[Region annotation entries]
— start —
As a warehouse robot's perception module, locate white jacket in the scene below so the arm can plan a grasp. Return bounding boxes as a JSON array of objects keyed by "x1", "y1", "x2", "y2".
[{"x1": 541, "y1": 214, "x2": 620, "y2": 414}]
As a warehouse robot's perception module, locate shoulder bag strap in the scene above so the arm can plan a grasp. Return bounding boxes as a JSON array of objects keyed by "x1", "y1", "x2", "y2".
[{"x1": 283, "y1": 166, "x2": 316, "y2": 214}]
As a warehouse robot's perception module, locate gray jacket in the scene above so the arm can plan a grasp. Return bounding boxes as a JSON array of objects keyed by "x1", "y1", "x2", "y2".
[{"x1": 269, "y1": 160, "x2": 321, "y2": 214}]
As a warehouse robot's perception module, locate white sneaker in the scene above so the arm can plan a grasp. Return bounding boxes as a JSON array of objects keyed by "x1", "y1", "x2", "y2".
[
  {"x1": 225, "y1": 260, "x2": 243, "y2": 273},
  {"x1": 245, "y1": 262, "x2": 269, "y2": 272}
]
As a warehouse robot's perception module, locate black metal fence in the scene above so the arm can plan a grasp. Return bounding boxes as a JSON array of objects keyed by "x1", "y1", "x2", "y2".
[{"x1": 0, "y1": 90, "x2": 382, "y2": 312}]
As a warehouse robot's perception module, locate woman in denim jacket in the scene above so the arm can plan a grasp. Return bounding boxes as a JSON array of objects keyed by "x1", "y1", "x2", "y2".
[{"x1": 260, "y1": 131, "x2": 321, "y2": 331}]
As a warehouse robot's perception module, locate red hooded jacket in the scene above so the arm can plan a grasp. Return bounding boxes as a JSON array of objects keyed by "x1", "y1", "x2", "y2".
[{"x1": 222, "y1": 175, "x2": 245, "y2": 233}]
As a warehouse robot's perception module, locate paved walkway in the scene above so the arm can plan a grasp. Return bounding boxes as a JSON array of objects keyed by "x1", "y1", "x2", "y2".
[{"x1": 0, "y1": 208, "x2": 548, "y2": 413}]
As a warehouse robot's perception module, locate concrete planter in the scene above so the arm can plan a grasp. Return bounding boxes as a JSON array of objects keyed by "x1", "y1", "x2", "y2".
— end —
- [Instruction]
Reproduce the data in its entirety, matching each character.

- [Final result]
As a warehouse robot's perception module, locate white jacket in the scene below so the arm can plan a grasp. Return bounding boxes as a JSON array of objects keyed by "x1", "y1", "x2", "y2".
[{"x1": 541, "y1": 214, "x2": 620, "y2": 414}]
As a warehouse robot's perception module, locate shoulder bag strap in the scene above so the arm can plan a grasp. Return bounding boxes as a JSON array of objects keyed by "x1", "y1", "x2", "y2".
[{"x1": 283, "y1": 166, "x2": 316, "y2": 214}]
As a warehouse robot's perception module, locate gray jacket in the scene above so the arm can plan a grasp. Return bounding boxes as a JSON array of objects keyed by "x1", "y1", "x2", "y2".
[{"x1": 269, "y1": 160, "x2": 321, "y2": 214}]
As a warehouse robot's perception module, locate white sneaker in the scene above so the arm can plan a grasp. Return bounding boxes as a JSON array of objects keyed by "x1", "y1", "x2", "y2".
[
  {"x1": 225, "y1": 260, "x2": 243, "y2": 273},
  {"x1": 245, "y1": 262, "x2": 269, "y2": 272}
]
As a warehouse robot's perception module, locate black metal fence in the scene above so the arm can plan a grasp. Return bounding boxes as a JSON array of objects keyed by "x1", "y1", "x2", "y2".
[{"x1": 0, "y1": 90, "x2": 382, "y2": 312}]
As a warehouse robot's perception module, locate woman in denim jacket in the scene above so the arm can plan a grasp. Return bounding boxes as a JSON array of objects keyed by "x1", "y1", "x2", "y2".
[{"x1": 260, "y1": 131, "x2": 321, "y2": 331}]
As a warehouse robot's perception module, locate red hooded jacket in the scene above so the arm can plan a grasp. Return bounding boxes as a JSON array of objects keyed by "x1", "y1", "x2", "y2".
[{"x1": 222, "y1": 175, "x2": 245, "y2": 233}]
As a warehouse robot's perception module, locate paved walkway in the scene above so the arm can plan a grasp. Return bounding boxes as a JSON array of objects keyed by "x1", "y1", "x2", "y2".
[{"x1": 0, "y1": 208, "x2": 548, "y2": 413}]
As a warehouse robot's perception module, locate concrete planter in the scene above so the arm can plan a grasp. Return bounding boxes as a JSON array of objects keyed by "x1", "y1", "x2", "y2".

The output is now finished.